═════ EXTRACT ═════
President Alvi asked Banking Mohtasib to take up the matter of banking frauds with the State Bank of Pakistan (SBP) to get the essential standard operating procedures (SOPs) issued, so that the proven fraudulent persons’ CNICs could be blacklisted, placed at the central negative list, besides ensuring that no banking facility could be extended to them by the banking industry.

The president issued these directions while rejecting two separate representations filed by two private banks directing them to pay Rs1.9 million and Rs0.744 million respectively to their customers who fell victim to online banking fraud at the hands of fraudsters, President Secretariat Press Wing said in a statement.

As per the details, Qaiser Mehmood who was holding an account with a private bank received a call from a number resembling the bank’s helpline and the caller advised him to activate his disabled digital banking app.

Mehmood activated his app, after which Rs2 million were transferred from his account through multiple transactions. Similarly, Brigadier (retd) Muhammad Arif Shaikh received a call from fraudsters asking him for his banking credentials to remove some technical flaws from his account.

Later, an amount of Rs 994,000 was transferred from his account through 19 transactions. They had asked their respective banks to refund their money but to no avail. Feeling aggrieved, they separately approached the Banking Ombudsman to get relief.
═════ RECORDED INFORMATION ═════
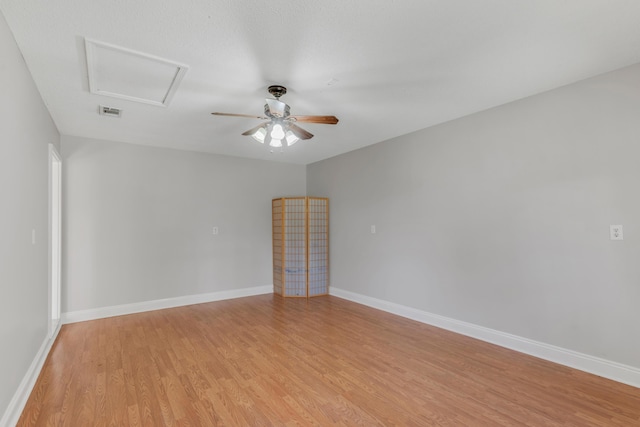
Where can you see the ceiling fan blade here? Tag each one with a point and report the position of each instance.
(255, 129)
(277, 108)
(239, 115)
(299, 132)
(325, 120)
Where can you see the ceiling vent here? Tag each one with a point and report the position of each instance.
(135, 76)
(109, 111)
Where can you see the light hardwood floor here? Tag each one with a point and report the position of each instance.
(267, 361)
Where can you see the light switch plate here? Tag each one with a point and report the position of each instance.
(615, 232)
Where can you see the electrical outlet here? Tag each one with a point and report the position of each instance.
(615, 232)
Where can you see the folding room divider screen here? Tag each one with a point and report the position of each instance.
(300, 246)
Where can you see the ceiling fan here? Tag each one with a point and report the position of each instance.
(281, 130)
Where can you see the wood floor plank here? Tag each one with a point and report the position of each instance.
(268, 361)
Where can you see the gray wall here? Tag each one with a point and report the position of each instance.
(501, 219)
(26, 129)
(138, 222)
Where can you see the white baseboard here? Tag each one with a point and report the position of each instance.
(139, 307)
(584, 362)
(19, 400)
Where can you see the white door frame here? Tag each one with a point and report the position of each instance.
(55, 237)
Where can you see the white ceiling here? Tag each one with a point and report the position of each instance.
(383, 67)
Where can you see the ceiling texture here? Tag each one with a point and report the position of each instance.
(383, 67)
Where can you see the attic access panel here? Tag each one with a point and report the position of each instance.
(127, 74)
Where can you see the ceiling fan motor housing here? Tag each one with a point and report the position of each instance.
(277, 91)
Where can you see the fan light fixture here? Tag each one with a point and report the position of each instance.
(276, 133)
(281, 130)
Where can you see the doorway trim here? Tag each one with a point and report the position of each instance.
(55, 239)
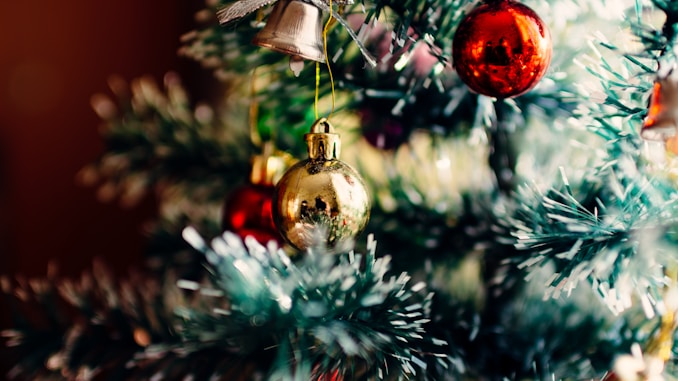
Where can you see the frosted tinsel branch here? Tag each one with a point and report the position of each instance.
(324, 314)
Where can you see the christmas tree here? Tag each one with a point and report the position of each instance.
(414, 189)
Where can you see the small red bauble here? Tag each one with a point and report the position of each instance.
(501, 49)
(248, 212)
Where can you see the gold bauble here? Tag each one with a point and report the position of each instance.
(321, 200)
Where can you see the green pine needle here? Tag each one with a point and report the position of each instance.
(341, 312)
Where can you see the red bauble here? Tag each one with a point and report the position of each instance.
(248, 212)
(501, 49)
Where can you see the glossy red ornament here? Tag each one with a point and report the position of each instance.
(248, 212)
(661, 122)
(501, 49)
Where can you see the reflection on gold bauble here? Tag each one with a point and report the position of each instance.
(321, 200)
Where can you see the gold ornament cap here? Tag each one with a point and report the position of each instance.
(323, 143)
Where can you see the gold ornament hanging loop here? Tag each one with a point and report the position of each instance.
(322, 142)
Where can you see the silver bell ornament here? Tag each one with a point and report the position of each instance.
(321, 200)
(294, 27)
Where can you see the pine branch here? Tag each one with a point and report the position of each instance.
(325, 311)
(156, 141)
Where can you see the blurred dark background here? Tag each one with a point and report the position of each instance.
(53, 57)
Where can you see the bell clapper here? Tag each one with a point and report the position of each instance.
═════
§ DIRECTION A:
In the banking fraud article, duplicate the text starting with "As per the details, Qaiser" and going on through "from his account.".
§ DIRECTION B:
Shorten the paragraph of the banking fraud article that begins "As per the details, Qaiser Mehmood" into a brief list of its main facts.

§ ANSWER A:
As per the details, Qaiser Mehmood who was holding an account with a private bank received a call from a number resembling the bank’s helpline and the caller advised him to activate his disabled digital banking app.

Mehmood activated his app, after which Rs2 million were transferred from his account through multiple transactions. Similarly, Brigadier (retd) Muhammad Arif Shaikh received a call from fraudsters asking him for his banking credentials to remove some technical flaws from his account.

§ ANSWER B:
- Qaiser Mehmood held an account with a private bank.
- He received a call from a number resembling the bank's helpline.
- The caller advised him to activate his disabled digital banking app.